═════ DATA LISTING ═════

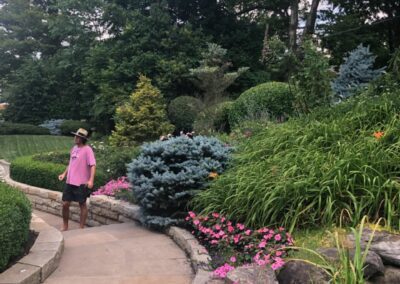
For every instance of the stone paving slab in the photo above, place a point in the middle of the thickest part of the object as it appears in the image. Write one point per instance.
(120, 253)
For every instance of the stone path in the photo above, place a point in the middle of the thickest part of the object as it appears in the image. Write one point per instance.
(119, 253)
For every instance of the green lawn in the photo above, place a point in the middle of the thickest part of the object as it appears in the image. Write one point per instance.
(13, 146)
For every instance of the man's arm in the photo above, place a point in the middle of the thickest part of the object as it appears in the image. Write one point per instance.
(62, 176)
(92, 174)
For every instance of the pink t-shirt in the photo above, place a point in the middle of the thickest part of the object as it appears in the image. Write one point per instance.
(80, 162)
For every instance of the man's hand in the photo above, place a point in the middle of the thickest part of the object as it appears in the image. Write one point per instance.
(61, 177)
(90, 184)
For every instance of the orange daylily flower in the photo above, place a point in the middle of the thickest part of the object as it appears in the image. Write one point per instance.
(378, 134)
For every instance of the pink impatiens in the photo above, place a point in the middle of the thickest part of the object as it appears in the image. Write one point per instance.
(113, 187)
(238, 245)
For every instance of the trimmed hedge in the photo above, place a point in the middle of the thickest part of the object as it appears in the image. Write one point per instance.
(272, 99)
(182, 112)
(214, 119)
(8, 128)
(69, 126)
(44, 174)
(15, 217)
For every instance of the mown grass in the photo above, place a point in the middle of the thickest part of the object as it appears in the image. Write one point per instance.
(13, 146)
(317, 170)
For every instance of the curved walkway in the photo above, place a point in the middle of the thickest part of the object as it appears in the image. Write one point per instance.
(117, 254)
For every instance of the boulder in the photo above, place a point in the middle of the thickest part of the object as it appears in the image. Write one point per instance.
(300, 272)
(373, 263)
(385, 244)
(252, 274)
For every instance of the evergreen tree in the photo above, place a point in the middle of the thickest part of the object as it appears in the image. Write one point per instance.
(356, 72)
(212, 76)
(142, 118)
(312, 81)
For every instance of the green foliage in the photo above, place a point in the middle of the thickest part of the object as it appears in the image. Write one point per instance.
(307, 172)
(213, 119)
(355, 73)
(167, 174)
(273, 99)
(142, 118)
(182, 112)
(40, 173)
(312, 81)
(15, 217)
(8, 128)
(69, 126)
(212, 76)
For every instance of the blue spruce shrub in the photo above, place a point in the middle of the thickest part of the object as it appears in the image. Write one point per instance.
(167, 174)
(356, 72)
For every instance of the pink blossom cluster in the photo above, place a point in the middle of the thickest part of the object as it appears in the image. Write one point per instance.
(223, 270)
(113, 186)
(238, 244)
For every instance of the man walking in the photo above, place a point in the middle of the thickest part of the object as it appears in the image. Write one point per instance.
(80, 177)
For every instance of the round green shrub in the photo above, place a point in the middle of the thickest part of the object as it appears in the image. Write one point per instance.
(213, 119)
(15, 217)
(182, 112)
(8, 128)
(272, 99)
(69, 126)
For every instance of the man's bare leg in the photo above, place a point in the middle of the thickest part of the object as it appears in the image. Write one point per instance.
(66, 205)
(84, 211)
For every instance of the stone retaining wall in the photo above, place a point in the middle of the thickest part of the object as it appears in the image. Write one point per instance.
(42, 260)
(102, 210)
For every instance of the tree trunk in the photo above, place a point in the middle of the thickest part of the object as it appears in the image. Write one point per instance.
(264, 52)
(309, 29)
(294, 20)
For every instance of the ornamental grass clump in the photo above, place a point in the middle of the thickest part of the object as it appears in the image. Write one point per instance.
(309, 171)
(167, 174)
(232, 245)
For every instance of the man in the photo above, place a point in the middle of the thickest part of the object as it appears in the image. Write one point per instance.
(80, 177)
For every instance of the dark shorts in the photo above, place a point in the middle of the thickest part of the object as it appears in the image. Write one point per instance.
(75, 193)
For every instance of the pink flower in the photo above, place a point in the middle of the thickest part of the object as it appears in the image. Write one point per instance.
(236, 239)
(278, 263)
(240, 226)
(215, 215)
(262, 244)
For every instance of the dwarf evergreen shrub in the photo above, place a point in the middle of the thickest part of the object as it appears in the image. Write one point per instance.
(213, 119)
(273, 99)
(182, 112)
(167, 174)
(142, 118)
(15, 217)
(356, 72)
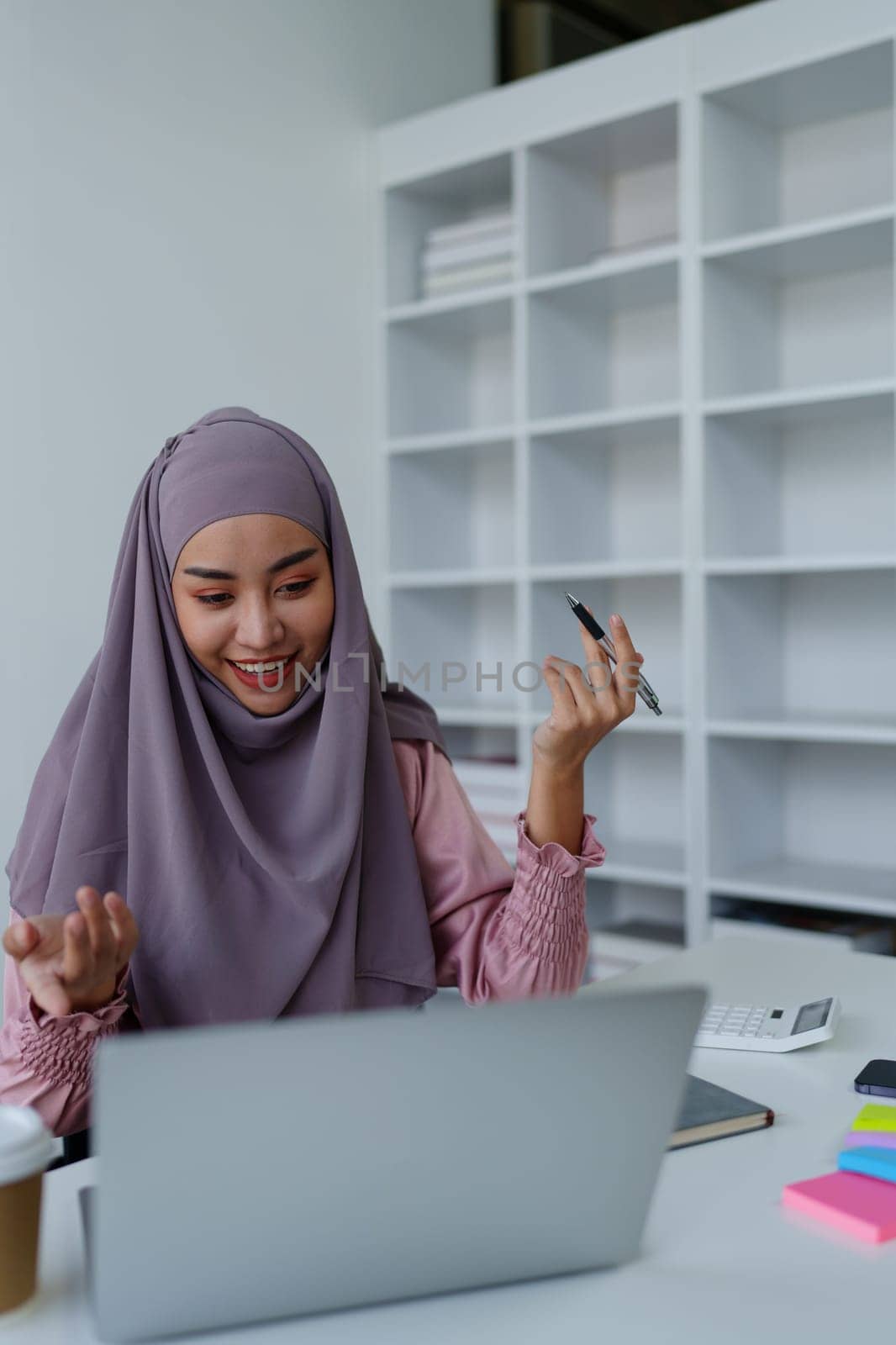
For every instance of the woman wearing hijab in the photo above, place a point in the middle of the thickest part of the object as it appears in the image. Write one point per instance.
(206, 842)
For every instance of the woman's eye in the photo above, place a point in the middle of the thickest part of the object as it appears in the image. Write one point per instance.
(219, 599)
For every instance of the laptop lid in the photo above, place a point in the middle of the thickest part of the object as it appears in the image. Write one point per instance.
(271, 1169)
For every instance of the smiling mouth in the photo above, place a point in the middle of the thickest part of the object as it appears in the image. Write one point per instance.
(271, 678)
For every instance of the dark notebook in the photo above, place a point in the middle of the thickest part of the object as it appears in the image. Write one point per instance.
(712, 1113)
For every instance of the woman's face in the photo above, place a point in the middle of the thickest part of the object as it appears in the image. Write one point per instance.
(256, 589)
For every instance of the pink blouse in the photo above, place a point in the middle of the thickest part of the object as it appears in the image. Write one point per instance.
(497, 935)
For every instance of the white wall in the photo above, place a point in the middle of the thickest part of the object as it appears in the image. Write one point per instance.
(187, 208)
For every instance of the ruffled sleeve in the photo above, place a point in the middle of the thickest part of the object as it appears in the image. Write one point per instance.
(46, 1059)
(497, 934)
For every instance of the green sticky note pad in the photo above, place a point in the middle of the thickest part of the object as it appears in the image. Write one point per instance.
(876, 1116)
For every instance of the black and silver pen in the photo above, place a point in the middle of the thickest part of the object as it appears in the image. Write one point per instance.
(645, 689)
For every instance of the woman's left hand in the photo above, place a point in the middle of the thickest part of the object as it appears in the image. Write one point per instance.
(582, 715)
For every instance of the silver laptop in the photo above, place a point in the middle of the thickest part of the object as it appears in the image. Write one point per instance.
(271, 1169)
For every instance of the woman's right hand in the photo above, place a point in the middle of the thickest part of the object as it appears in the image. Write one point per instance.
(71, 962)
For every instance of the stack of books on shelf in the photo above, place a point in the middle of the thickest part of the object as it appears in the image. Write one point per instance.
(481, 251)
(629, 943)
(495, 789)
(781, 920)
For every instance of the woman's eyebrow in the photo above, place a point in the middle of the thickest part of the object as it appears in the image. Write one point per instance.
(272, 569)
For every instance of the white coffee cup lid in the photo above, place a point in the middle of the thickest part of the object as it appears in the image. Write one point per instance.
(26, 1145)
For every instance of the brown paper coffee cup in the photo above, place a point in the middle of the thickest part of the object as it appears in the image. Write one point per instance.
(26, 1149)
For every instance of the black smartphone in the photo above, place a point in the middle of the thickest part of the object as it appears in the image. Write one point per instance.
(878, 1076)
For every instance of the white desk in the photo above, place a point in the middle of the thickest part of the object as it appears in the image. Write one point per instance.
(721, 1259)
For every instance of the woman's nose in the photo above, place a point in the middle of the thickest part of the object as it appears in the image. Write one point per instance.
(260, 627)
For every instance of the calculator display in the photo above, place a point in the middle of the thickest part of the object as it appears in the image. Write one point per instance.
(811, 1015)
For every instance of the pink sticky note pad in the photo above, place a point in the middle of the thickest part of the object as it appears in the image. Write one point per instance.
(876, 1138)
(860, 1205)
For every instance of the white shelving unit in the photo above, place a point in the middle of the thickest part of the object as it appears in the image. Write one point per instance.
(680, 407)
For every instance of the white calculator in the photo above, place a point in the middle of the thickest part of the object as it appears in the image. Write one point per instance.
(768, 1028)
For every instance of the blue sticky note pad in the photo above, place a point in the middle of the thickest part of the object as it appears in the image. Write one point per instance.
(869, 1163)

═════
═════ DATA LISTING ═════

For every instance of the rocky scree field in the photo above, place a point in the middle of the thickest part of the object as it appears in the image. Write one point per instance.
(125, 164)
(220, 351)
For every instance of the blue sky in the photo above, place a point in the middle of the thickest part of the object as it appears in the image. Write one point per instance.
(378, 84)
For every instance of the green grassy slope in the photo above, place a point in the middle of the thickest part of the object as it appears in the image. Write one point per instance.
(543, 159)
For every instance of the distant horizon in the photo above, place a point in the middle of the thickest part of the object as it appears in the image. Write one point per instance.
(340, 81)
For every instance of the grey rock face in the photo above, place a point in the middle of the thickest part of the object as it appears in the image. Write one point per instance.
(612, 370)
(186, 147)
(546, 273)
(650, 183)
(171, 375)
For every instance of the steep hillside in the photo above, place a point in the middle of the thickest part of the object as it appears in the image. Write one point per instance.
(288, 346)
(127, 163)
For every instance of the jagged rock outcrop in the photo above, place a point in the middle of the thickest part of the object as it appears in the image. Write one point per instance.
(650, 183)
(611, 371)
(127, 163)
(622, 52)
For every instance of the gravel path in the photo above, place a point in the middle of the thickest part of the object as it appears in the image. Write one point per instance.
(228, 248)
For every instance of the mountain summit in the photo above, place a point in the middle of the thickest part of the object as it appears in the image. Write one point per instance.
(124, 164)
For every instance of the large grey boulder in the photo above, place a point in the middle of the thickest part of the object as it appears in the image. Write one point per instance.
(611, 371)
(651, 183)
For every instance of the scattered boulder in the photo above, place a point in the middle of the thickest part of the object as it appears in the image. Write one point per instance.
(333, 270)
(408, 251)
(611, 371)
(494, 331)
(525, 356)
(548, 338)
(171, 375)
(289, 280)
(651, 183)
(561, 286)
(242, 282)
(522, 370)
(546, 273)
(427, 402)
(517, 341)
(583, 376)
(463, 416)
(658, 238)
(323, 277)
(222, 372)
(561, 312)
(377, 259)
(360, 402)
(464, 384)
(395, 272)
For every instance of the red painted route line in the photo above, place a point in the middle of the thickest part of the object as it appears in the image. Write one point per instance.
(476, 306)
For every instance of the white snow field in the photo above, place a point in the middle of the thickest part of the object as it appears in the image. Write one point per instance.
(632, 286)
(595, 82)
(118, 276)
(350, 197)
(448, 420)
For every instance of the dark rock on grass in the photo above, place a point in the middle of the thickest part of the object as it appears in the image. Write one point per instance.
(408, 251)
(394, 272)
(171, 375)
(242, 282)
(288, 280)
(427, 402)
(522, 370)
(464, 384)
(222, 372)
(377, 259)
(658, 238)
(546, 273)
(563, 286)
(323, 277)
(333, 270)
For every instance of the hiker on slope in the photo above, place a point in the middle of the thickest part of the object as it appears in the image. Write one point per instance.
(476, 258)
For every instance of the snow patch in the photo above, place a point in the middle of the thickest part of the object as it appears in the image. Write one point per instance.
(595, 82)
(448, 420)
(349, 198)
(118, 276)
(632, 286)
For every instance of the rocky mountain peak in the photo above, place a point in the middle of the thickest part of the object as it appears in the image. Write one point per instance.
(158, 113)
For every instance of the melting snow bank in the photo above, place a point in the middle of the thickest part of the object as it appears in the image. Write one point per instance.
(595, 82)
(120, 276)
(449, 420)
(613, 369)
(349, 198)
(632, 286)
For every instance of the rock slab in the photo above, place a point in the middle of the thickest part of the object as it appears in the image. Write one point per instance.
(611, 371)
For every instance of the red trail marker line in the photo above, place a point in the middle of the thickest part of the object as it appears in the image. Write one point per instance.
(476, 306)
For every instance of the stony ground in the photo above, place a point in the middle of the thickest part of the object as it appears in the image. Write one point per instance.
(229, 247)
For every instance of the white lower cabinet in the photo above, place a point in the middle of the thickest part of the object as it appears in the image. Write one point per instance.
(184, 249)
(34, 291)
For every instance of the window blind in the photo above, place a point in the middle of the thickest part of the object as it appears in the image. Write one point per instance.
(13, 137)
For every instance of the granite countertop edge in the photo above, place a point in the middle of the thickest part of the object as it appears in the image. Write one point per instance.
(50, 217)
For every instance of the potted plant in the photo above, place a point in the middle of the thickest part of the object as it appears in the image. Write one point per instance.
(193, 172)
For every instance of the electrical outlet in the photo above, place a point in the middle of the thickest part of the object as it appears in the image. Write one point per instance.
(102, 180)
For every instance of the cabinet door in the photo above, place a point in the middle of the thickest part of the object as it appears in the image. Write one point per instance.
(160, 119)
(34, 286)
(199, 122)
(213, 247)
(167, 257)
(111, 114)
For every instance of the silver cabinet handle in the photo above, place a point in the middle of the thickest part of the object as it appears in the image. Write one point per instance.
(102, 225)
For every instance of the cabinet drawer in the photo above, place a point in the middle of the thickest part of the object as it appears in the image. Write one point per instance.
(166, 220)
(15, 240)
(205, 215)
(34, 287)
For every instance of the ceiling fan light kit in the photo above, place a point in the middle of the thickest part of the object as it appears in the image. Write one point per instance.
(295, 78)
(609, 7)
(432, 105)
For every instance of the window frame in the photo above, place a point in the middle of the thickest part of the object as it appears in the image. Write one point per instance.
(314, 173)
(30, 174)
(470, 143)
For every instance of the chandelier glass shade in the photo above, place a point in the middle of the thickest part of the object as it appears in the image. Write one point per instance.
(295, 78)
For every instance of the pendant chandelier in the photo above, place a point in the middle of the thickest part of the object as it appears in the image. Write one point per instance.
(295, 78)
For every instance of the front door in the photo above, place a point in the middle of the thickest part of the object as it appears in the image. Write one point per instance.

═════

Copy out every line above that contains the word "right".

CORRECT RESPONSE
For every instance of the woman's right hand in the photo above, place a point in the middle of the thickest part of the object as it appears in the image. Write one point per instance.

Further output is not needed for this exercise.